▸ **Извлечённый текст**
Семинария заставила меня, как и многих, потерять веру в бога. Там же я стал писать в газеты, что давало некоторый заработок, а также сам издавал рукописные сатирические альманахи «Черносотенские губернские ведомости» и «Церковные делишки» и журнал «Бурса». В последнем же классе я принял активное участие в издании ученического гектографированного журнала «Наши думы».
С чем можно сравнить появление в печати первых своих строк? С первой любовью? С первой прочитанной в жизни книгой или с другими такими же редкими моментами в жизни человека?
«Написал-то это я один, а прочитают тысячи человек; своими думами я поделился с множеством людей…» — наверняка такие мысли возникали и будут возникать у миллионов людей, которые брались и будут браться за перо в первый раз.
Учился я тогда в третьем классе[2], и на весь класс мы в складчину выписывали газету «Пермские ведомости». В ней, обычно на последней полосе, помещались корреспонденции из уездных городов и селений Пермской губернии.
Мне давно хотелось писать в газету, а о чем писать — придумать не мог. Но однажды я вспомнил рассказы своего земляка и соученика по сельской начальной школе Максима Петровича Полуесова, который тогда уже учительствовал в церковноприходской школе в селе Казаково, Буткинской волости, Шадринского уезда. Жаловался Максюша на множество трудностей в своей работе, о них-то я и решил написать в газету.
Появление своего первенца ждал я дней пять и все эти дни жадно хватался за каждый свежий номер газеты: «Ну-ка, нет ли там моего?» И вот, наконец, в номере от 8 мая 1905 года, на последней полосе в раздельчике «По Пермскому краю (от наших корреспондентов)», увидел свою заметку.
Заметка была без подписи. Корреспондирование в газеты было контрабандным делом для ученика семинарии, а для того чтобы не проведало начальство, приходилось придумывать себе псевдоним. И я подписался… чужим псевдонимом.
Был у нас семинарист Словцов, годами тремя-четырьмя старше меня. Он писал хроникерские заметки за подписью «Александр Зуев» и этой же фамилией расписывался при получении гонорара.
К 1905 году Словцова выключили из семинарии, и я решил подписать первую корреспонденцию (только для редакции, а не для печати) его псевдонимом.
Подписывался я так и дальше. Гонорар в редакции платили по субботам. Выдавал деньги бухгалтер — пожилой бородатый человек. Когда я шел за первой получкой, то в душе трусил: выдаст ли? Скажет: «А покажи-ка «вид», что ты есть действительно Александр Зуев!» Но ничего этого не потребовалось, и в следующие субботы я уже спокойно получал 90 копеек, рубль, редко два рубля.
Посчастливилось мне и в отношении результата корреспонденции. Через год, когда мы встретились на летних каникулах с Максюшей, он рассказал, что корреспонденция сотворила чудо: появилась новая школа, ее укомплектовали учебными пособиями, а сам учитель вместо восьми рублей в месяц стал получать пятнадцать. Это ли не авторская удача!

▸ **Фрагменты листинга**
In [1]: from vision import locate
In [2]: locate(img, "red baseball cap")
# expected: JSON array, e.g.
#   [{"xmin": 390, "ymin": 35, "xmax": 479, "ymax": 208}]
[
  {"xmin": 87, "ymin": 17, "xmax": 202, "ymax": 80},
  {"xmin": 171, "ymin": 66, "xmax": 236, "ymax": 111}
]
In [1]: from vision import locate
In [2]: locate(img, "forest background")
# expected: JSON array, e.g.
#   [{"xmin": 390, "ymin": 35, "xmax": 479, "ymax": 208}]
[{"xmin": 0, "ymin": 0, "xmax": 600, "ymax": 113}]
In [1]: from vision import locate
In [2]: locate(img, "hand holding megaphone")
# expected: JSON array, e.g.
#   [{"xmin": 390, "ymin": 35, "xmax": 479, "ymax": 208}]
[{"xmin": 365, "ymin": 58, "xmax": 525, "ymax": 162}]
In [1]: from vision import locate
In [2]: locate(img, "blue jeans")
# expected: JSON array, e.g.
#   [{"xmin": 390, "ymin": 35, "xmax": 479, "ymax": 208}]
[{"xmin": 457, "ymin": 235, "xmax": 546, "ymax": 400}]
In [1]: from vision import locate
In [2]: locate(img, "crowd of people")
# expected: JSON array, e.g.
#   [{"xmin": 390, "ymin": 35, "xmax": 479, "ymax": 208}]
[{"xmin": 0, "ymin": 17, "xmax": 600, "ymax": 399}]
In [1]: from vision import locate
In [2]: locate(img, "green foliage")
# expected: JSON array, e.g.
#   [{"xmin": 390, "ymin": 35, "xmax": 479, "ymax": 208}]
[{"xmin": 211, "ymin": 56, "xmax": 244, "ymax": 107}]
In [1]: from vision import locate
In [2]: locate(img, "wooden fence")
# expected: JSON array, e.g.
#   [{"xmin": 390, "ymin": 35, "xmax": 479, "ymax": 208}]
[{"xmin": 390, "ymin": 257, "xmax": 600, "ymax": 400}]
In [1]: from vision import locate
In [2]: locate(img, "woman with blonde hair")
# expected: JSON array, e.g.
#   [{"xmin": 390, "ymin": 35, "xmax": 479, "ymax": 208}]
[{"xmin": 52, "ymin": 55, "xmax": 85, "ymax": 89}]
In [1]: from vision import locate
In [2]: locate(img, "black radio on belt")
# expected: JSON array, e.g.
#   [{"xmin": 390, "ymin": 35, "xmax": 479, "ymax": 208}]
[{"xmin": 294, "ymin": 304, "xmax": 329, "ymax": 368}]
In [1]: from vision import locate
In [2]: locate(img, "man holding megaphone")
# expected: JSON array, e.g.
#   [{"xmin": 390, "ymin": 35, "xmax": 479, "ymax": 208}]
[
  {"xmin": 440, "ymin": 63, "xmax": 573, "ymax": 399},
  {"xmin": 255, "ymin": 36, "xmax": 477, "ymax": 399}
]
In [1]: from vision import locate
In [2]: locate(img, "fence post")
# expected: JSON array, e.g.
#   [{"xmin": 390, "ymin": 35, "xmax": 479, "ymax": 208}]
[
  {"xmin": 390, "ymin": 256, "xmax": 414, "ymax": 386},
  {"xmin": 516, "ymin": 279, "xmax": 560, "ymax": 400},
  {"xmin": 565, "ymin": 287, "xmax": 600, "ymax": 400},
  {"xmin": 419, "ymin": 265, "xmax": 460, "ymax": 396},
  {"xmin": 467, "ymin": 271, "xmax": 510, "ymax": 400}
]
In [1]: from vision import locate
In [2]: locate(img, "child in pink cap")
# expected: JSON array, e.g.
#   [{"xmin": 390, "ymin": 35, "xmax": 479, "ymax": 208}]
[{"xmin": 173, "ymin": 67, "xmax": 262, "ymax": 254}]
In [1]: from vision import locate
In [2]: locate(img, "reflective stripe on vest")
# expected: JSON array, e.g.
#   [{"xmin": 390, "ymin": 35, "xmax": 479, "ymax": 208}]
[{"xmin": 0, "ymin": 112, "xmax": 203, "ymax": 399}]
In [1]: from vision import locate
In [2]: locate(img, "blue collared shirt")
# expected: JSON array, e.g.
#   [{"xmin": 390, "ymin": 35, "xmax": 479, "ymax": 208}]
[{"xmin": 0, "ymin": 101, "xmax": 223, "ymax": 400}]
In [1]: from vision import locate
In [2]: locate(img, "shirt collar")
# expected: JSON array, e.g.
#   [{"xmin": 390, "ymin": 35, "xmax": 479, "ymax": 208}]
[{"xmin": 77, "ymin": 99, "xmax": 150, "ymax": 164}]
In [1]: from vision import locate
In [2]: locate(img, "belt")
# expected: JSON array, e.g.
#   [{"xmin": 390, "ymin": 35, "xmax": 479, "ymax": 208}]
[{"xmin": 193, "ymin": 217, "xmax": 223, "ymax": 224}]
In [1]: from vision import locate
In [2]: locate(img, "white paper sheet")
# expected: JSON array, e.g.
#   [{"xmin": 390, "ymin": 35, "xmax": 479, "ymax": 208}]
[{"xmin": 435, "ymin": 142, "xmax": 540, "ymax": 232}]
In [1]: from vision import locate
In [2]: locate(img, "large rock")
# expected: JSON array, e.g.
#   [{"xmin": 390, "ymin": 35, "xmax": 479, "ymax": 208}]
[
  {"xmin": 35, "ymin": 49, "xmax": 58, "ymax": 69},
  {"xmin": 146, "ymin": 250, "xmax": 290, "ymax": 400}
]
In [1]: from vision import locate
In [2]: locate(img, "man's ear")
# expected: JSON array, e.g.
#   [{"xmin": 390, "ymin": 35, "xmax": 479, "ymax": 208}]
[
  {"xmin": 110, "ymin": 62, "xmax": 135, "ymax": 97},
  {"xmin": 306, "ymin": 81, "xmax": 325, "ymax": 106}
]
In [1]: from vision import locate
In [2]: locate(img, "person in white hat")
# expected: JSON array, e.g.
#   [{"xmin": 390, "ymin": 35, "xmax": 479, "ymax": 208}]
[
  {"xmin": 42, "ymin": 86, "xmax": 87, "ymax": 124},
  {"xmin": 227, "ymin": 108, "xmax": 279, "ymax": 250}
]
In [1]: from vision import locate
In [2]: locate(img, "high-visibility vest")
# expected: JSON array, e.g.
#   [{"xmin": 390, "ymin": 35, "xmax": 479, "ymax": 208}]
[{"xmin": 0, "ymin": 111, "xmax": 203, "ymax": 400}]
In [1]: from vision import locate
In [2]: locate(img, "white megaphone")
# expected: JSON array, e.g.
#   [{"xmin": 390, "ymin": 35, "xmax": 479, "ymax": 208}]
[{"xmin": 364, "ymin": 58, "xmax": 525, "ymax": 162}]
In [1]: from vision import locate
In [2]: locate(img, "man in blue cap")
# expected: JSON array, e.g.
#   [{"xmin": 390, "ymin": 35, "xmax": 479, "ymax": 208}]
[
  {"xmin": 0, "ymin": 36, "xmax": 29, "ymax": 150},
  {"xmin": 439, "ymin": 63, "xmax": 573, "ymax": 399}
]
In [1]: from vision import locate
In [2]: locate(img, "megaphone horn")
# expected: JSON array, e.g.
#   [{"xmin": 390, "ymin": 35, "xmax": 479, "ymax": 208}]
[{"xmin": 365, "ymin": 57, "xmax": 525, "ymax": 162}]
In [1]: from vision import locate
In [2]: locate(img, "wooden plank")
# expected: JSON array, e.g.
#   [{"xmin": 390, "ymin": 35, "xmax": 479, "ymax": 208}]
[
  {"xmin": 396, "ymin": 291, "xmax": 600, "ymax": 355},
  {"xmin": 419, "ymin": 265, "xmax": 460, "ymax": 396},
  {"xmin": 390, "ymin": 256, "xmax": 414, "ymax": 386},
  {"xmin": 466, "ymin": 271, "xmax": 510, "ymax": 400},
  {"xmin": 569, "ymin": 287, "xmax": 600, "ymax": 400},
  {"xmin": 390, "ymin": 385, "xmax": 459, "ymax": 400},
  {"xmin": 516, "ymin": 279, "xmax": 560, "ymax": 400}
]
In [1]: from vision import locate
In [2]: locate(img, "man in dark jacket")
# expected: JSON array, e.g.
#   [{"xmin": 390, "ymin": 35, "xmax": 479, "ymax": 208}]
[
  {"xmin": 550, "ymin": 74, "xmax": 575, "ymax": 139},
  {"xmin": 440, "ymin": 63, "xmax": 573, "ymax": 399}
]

▸ **Обязательные задания**
(a) Сколько рублей в месяц стал получать учитель после корреспонденции, если судить по тексту о первой газетной заметке?
(b) Верните из текста о первой газетной заметке фрагмент от слов «Семинария заставила меня, как» до слов «в жизни человека?» включительно.

▸ **Ответы на задания**
(a) Пятнадцать рублей в месяц вместо восьми.

(b)
Семинария заставила меня, как и многих, потерять веру в бога. Там же я стал писать в газеты, что давало некоторый заработок, а также сам издавал рукописные сатирические альманахи «Черносотенские губернские ведомости» и «Церковные делишки» и журнал «Бурса». В последнем же классе я принял активное участие в издании ученического гектографированного журнала «Наши думы».
С чем можно сравнить появление в печати первых своих строк? С первой любовью? С первой прочитанной в жизни книгой или с другими такими же редкими моментами в жизни человека?